***** Data excerpts *****
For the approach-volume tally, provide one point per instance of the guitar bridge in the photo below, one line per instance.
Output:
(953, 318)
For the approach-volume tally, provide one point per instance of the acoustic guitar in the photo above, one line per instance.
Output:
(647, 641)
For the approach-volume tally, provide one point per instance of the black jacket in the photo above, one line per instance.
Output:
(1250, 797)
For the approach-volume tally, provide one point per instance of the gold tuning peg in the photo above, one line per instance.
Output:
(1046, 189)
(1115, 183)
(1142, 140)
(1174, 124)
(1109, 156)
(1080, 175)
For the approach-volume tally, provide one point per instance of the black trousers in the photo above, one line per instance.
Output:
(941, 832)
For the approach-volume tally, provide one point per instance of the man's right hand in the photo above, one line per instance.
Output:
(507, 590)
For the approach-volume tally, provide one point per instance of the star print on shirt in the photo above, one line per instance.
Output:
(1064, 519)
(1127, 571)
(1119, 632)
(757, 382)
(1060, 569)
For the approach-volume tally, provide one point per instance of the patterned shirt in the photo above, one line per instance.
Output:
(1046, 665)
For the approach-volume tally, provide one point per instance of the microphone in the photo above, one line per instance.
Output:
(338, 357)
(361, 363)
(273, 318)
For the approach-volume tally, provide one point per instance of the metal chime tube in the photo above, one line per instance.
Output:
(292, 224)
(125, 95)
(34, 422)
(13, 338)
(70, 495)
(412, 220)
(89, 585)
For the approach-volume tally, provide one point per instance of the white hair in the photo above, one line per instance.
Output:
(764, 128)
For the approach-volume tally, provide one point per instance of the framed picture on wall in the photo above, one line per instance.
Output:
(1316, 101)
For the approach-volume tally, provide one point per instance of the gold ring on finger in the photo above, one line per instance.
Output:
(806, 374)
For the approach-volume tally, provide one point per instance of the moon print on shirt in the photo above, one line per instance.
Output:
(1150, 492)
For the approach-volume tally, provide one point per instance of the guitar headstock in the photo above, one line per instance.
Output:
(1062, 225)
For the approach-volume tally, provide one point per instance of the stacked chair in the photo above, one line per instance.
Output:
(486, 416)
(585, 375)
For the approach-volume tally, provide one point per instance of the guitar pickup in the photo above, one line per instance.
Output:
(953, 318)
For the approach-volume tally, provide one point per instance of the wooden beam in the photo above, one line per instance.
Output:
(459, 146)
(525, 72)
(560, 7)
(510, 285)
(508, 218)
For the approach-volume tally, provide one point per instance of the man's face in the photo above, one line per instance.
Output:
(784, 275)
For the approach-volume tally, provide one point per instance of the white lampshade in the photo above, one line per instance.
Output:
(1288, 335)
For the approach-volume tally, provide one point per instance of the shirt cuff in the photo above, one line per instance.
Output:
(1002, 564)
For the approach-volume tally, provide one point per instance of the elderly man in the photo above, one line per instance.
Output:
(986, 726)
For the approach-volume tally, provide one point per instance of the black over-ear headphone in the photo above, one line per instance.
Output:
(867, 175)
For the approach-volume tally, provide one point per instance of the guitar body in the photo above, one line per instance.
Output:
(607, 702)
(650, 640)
*****
> _What is needed_: Would you please transcribe all of the entries above exactly?

> _Solution to this exercise_:
For the approach-volume tally, provide one point per instance of the guitar bridge in the photo below, one line per instance.
Output:
(953, 318)
For the approach-volume tally, provide one point per instance of the acoustic guitar in the photo above, one line per instance.
Output:
(647, 641)
For the approach-volume tally, provide one point per instance of the black jacket in the photo above, one line per instance.
Output:
(1250, 797)
For the approach-volume tally, provide one point per instance of the gold tuning peg in the photo above, one line per instance.
Output:
(1046, 189)
(1115, 183)
(1142, 140)
(1174, 124)
(1109, 156)
(1080, 175)
For the approach-volume tally, provide one point per instance of the black trousers in the photo above, one line per instance.
Output:
(941, 832)
For the approach-volume tally, provide one point per instance of the man's right hand in the photo above, one line per instance.
Output:
(507, 590)
For the approach-volume tally, provide one point per instance of the star print on shirt in the photo above, one line per instance.
Output:
(1064, 519)
(1127, 571)
(1119, 632)
(757, 382)
(1060, 569)
For the approach-volume tally, provide one point per instance of the patterned shirt in the photo above, one line per instance.
Output:
(1046, 665)
For the approach-volume tally, provide one point per instance of the microphone in the photo above, one line per instance.
Output:
(338, 357)
(361, 363)
(273, 318)
For the approach-volume tally, provide one point per instance of the metal chime tube in the photo above, one line per instance.
Output:
(292, 224)
(125, 95)
(34, 422)
(13, 338)
(70, 495)
(412, 220)
(89, 585)
For the approach-volume tally, provide one point per instance of the white hair in the photo above, one line per instance.
Output:
(764, 128)
For the approach-volume tally, provide one point per instance of the framed picture on wall in the photo above, one line per instance.
Output:
(1316, 101)
For the approach-volume tally, provide one point per instance of the gold ring on finger in the photo above, one line per instance.
Output:
(806, 374)
For the approach-volume tally, provide one point per instance of the moon print on shirt in the photo above, one line per instance.
Output:
(1150, 492)
For the approach-volume tally, provide one point per instance of the guitar headstock in the photo above, one line per instance.
Output:
(1062, 225)
For the approach-volume tally, provide one point per instance of the stacked chair in the photo above, one line per instance.
Output:
(486, 416)
(585, 375)
For the approach-volume tally, provide one point per instance of the guitar pickup in the photo above, one line per instance.
Output:
(953, 318)
For the approach-volume tally, provide one point per instance of the wooden beam in the photo above, one line per instance.
Output:
(459, 146)
(525, 72)
(560, 7)
(510, 285)
(508, 218)
For the approach-volume tally, provide one point per instance of the man's face in the photo above, one line per instance.
Output:
(784, 275)
For the approach-volume tally, provide one point per instance of the white lampshade in the photo above, one line per instance.
Output:
(1288, 335)
For the approach-volume tally, provide one point per instance of the shirt cuff in the photo above, one line per instance.
Output:
(1002, 564)
For the approach-volume tally, provide one point per instance of the elderly man in the photo above, one line per instance.
Output:
(986, 726)
For the approach-volume tally, provide one point per instance of the black over-ear headphone in the photo above, one line per instance.
Output:
(867, 175)
For the approach-volume tally, provide one point per instance of the guitar body in the photo above, one line per instance.
Output:
(607, 702)
(650, 640)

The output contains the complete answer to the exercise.